─── LISTED ENTRIES ───

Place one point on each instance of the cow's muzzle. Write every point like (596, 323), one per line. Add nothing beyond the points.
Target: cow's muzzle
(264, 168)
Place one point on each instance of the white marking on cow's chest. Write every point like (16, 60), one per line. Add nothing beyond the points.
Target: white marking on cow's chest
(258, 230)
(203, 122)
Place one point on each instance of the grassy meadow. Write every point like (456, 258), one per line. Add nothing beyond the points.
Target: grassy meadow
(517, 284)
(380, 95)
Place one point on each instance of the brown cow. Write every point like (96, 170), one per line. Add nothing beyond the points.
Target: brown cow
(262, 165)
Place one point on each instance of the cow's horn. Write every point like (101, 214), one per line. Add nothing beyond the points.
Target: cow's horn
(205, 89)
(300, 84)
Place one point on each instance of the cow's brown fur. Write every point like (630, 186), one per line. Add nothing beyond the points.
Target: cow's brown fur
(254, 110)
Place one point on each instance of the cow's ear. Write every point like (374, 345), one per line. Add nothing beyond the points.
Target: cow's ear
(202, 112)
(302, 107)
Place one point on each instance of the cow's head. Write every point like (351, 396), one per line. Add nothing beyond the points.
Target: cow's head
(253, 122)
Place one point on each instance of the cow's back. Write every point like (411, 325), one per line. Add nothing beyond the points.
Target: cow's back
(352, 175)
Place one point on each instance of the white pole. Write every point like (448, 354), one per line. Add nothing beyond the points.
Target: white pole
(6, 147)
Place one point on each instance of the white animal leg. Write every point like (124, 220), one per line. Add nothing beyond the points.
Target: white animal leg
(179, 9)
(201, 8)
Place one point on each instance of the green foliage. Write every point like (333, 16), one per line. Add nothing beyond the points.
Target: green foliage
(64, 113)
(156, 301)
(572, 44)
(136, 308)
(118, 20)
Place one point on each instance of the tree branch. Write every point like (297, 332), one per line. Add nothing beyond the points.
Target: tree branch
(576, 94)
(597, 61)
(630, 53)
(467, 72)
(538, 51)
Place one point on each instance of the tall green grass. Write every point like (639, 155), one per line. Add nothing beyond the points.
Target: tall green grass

───

Set down every line of the data above word for word, changing nothing.

RESULT BELOW:
Place one point on each instance of the cow's muzzle. Write every point like (596, 323), one per line. Add nothing beyond the points.
Target: cow's muzzle
(264, 168)
Place one point on each instance of the white marking on cow's chest. Write every point like (16, 60), one per line. Add nothing beyond the points.
Target: white marking on cow's chest
(258, 230)
(203, 122)
Place one point on each instance of the grassy meadow. Write every point like (456, 258), one per line. Add nothing beyond the points.
Target: grassy meadow
(517, 284)
(380, 95)
Place one point on each instance of the brown cow. Write every point like (96, 170), one per line. Add nothing beyond the points.
Target: brown cow
(262, 165)
Place one point on each instance of the cow's horn. Write every point like (101, 214), one per line. Add nothing beyond the points.
Target: cow's horn
(205, 89)
(300, 84)
Place one point on each instance of the cow's brown fur. Write every point like (630, 186), one per line. Add nothing beyond the points.
Target: cow's brown fur
(254, 110)
Place one point on each instance of the cow's ear. Write every point like (374, 345), one per line. Add nothing beyond the points.
Target: cow's ear
(202, 112)
(302, 107)
Place one point on each instance of the cow's head. Write every point like (351, 396), one per line. Add nothing beyond the points.
Target: cow's head
(253, 122)
Place one point on each instance of the cow's back. Write every point like (411, 325), one per line. Add nothing beyond the points.
Target: cow's back
(352, 175)
Place one point on each instance of the white pole. Write every point like (448, 354), one per line. Add nothing beyond the points.
Target: white pole
(6, 147)
Place one point on each instance of the white animal leg. Write every point like (124, 220), one per line. Add nothing beyond the points.
Target: white animal leg
(179, 9)
(201, 8)
Place one point on each instance of the green foliage. Write every point like (333, 16), one per line. Add nothing beyond the points.
Target: green foliage
(64, 113)
(156, 301)
(572, 44)
(136, 308)
(118, 20)
Place one point on each instance of the tree branch. Write every point like (297, 332), one per line. Add nothing beyond the points.
Target: tree branch
(576, 94)
(597, 61)
(630, 53)
(467, 72)
(538, 51)
Place one point on each instance of the tall green grass. Write every point like (639, 155), one per line. Add nothing beyond the points.
Target: tall green grass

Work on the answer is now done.